#### What you are asked to do:
Apart from the images, the records below need to be copied exactly.

[Referring expression data]
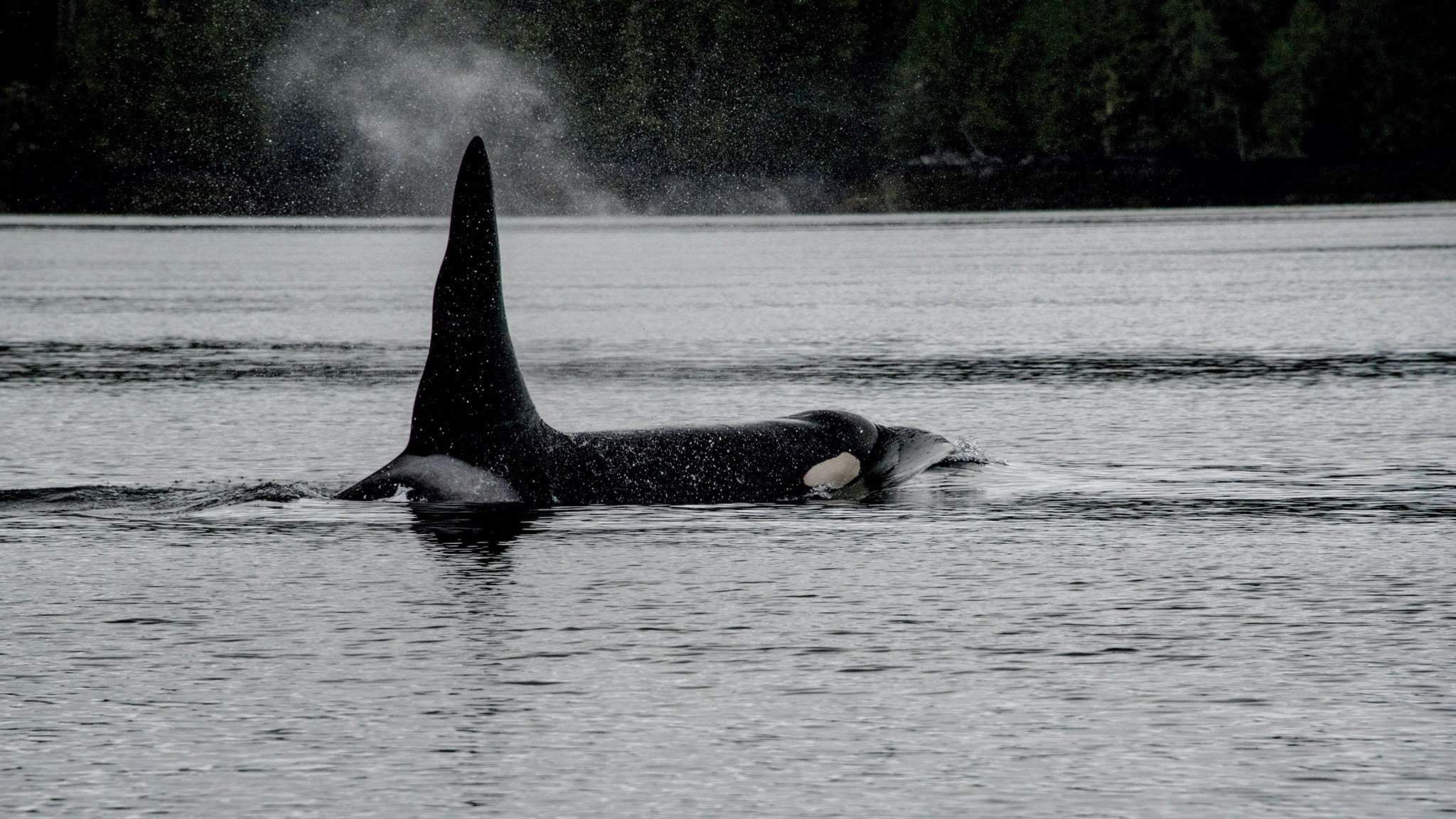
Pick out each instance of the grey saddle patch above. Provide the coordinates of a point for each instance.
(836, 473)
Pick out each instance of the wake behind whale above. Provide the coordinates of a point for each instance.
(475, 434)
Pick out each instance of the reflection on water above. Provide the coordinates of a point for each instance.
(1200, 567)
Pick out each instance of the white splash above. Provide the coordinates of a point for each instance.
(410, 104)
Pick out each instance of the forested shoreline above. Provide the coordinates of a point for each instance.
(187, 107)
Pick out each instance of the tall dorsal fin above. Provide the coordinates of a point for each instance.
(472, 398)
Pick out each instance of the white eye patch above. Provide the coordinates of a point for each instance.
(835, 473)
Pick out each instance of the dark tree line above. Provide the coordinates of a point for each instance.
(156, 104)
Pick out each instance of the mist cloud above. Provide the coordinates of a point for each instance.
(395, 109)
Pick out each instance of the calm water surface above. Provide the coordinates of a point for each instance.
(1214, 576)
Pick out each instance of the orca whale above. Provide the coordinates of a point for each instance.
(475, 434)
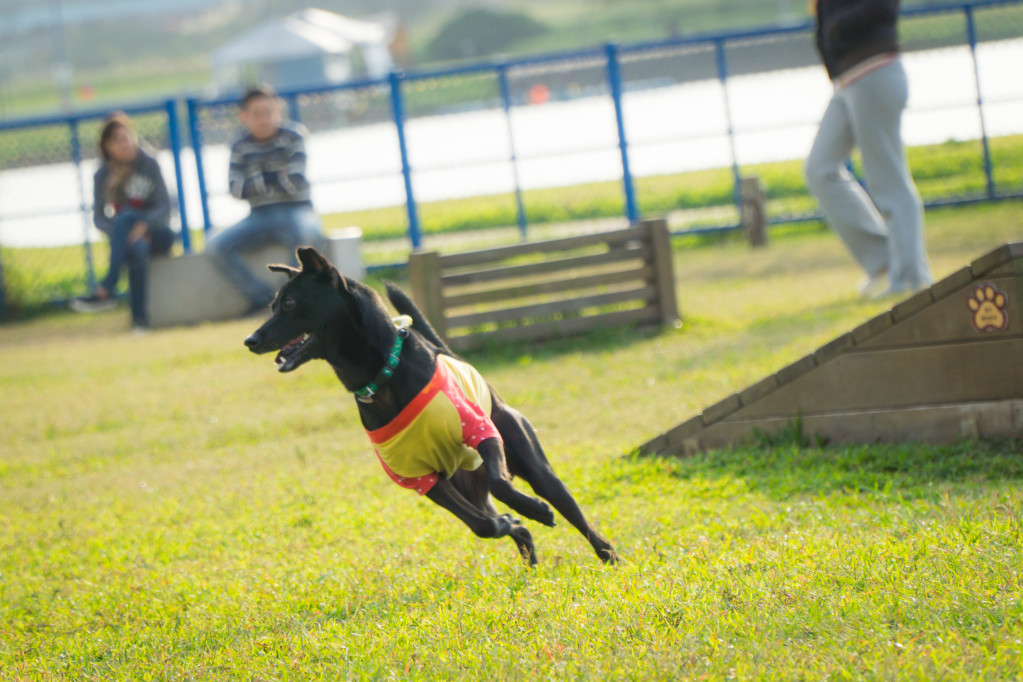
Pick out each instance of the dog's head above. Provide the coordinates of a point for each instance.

#### Exercise solution:
Pick out each instance of the grey saddle patch above. Provide the coordinates of a point for each instance.
(836, 473)
Pick out each instance of the wake behind whale above. Provide the coordinates of a point for each instance.
(475, 434)
Pick out each instance of the reflection on water above. Provide the coordinates of a point for each instance.
(1200, 567)
Pick out each instance of the white splash above. Provide the coordinates of a point for each instance.
(410, 104)
Pick out each instance of the forested shoreline above. Provide the coordinates of a point for each instance.
(187, 107)
Pick out each instance of the tall dorsal fin above. Provide the coordinates of a point for each instance.
(472, 398)
Pick out each instance of the white eye patch above. Provide the coordinates of a point for each instance.
(835, 473)
Pick out each instance of the dark tree line above. Provide the coordinates of a point for each instance.
(156, 104)
Pick out each instance of the mist cloud above. Provide the coordinates of a point for each instance.
(395, 109)
Pick out each instance of the calm water surface above. Provide the coordinates of a point for each instance.
(1214, 576)
Pick out each instance of the orca whale above. Provide the coordinates of a point for each instance.
(475, 434)
Pick out each instance of the dog's head above. Provide the coordinates of a point for each instance.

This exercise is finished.